» **Brief**: Only lines with the string "branch" matter here; gather them from the material below.

» **Data for review**:
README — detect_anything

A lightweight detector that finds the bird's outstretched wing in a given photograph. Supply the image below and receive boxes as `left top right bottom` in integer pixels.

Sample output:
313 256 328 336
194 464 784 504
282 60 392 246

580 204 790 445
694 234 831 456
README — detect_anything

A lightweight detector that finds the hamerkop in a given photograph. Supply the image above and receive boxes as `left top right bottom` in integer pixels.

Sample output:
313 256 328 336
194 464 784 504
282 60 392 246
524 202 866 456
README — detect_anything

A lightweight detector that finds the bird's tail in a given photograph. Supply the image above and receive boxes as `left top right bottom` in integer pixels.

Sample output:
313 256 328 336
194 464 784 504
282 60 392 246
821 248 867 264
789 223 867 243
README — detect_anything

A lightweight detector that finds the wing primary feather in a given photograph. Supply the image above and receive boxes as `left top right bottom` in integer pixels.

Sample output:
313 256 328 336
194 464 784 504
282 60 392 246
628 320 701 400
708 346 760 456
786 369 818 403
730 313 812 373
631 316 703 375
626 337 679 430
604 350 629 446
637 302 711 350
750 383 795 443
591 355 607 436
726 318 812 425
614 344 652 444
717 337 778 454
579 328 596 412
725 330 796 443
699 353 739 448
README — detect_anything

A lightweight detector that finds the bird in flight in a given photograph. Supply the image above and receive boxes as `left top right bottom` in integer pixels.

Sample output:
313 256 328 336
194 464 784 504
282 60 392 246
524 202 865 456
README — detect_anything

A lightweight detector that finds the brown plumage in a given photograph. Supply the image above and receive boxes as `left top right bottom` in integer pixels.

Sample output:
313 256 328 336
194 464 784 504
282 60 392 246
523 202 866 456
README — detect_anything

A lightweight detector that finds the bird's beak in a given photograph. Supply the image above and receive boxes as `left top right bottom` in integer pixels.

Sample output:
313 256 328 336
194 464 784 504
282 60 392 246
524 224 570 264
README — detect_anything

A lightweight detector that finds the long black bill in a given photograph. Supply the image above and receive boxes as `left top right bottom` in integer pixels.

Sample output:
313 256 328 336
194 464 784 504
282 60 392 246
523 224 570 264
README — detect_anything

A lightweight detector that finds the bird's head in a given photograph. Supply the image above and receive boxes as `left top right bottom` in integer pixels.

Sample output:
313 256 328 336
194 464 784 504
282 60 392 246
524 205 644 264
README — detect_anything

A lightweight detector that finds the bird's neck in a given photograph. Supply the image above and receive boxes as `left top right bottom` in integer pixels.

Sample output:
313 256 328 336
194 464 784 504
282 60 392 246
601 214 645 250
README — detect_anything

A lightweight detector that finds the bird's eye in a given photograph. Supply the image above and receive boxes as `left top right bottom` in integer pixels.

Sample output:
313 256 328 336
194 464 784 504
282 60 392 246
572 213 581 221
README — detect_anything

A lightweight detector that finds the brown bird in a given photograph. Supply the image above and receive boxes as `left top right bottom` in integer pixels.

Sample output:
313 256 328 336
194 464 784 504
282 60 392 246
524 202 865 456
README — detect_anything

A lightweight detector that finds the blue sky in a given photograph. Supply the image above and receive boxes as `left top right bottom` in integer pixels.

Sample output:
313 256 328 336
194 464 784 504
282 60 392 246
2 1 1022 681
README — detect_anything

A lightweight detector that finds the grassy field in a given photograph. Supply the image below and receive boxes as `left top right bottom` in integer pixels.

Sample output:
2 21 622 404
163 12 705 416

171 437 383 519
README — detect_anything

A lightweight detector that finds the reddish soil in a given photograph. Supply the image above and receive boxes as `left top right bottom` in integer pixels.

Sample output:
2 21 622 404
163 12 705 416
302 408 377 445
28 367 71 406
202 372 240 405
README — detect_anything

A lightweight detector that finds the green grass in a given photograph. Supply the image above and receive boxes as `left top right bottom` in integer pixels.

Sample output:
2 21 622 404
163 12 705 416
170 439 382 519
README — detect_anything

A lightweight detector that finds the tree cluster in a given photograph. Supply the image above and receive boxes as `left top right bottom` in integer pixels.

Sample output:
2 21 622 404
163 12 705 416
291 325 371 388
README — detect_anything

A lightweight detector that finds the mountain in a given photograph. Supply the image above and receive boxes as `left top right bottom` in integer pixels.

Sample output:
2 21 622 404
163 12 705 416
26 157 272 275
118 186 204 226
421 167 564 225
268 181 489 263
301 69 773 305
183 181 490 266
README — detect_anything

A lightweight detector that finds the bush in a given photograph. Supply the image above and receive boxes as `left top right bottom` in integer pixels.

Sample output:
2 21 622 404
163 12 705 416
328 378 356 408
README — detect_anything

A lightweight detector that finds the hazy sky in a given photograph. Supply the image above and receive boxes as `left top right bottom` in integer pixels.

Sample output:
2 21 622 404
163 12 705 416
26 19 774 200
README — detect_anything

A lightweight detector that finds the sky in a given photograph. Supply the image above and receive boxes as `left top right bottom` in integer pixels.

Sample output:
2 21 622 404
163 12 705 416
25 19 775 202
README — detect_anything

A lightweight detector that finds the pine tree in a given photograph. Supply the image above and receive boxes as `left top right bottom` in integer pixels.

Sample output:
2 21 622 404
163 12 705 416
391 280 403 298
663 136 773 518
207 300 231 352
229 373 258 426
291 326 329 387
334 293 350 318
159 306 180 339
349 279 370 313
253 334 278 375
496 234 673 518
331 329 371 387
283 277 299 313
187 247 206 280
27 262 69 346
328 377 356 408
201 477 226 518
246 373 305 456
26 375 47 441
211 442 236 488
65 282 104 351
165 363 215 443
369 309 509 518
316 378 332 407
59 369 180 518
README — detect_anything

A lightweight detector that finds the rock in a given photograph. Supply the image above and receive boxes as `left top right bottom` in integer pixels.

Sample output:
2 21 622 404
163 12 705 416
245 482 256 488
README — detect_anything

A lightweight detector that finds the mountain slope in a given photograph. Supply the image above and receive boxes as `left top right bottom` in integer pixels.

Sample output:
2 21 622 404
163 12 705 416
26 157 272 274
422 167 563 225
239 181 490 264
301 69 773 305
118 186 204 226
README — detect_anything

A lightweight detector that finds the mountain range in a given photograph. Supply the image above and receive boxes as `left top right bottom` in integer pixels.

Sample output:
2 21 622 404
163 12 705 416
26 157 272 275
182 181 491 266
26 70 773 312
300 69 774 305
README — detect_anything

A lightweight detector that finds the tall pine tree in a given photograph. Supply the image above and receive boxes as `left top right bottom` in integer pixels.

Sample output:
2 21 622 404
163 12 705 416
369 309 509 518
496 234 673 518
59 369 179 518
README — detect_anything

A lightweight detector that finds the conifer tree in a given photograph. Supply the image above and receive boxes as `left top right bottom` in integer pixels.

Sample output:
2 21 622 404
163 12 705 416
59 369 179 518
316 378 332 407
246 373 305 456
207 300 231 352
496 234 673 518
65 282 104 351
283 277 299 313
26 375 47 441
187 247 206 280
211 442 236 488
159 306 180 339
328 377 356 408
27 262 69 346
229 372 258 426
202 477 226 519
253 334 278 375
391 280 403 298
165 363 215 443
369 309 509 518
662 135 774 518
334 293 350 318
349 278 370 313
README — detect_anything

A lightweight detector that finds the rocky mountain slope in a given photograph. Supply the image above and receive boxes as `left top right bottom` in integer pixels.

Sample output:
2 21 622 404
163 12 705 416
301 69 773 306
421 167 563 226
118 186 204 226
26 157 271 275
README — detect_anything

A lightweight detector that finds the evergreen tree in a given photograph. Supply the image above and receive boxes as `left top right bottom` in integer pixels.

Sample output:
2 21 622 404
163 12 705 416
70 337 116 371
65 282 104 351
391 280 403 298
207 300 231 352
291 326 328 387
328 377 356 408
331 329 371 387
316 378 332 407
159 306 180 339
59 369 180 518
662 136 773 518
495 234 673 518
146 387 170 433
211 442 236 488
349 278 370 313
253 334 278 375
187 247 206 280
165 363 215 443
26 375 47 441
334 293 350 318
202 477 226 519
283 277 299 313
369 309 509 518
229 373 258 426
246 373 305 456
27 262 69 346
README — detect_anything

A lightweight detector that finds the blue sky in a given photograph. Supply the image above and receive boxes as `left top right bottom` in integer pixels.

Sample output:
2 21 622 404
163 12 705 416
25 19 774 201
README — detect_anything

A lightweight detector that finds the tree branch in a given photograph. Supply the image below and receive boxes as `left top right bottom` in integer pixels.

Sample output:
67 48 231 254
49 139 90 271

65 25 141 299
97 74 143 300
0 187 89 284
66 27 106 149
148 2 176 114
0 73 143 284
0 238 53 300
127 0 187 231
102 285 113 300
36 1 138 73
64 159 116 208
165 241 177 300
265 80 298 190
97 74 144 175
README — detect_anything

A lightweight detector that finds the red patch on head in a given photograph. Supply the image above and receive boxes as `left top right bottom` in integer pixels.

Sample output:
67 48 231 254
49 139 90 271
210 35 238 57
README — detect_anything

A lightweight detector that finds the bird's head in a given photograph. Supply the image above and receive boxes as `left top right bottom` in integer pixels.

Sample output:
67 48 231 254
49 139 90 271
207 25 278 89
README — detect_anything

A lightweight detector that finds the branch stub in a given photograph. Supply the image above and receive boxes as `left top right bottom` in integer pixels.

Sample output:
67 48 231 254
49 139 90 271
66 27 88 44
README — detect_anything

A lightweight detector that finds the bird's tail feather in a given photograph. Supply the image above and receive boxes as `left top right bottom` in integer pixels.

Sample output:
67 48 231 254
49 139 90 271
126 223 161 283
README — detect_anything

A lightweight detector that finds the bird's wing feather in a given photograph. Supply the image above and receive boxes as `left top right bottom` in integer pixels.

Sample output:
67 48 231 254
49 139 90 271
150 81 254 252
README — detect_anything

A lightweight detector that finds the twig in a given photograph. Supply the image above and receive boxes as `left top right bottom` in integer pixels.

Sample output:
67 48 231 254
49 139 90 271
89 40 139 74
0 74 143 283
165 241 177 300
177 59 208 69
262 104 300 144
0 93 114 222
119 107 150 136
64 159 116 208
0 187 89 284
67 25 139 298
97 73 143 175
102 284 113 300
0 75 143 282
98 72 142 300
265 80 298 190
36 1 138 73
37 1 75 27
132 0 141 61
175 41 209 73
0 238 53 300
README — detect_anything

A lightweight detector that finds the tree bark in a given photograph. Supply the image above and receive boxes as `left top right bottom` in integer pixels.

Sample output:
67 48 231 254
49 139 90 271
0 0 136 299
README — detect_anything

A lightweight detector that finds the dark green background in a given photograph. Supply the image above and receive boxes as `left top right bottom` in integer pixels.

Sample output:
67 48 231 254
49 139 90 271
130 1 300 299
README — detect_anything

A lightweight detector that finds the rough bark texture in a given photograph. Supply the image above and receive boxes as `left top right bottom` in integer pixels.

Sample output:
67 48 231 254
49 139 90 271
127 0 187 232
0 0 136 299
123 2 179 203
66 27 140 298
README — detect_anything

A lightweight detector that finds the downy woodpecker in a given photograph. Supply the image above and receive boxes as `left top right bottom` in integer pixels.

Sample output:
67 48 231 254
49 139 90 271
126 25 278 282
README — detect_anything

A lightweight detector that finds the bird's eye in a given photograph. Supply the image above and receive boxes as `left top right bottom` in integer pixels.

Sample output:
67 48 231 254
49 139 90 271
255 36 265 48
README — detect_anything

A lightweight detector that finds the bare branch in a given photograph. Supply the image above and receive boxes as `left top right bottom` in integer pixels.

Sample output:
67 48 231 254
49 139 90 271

» **Written response**:
A lightweight detector that finds the tree branch in a given photograph. Supply the image below and receive boxes as `left top right bottom` in integer pixels.
A lightweight detector that finds the branch stub in a given photograph. Supply the image above and receive boxes as `left top right bottom` in integer pixels.
A lightweight detector that finds the bare branch in a given photograph. Supply the image above and receive boxes as `left top right bottom` in integer pixels.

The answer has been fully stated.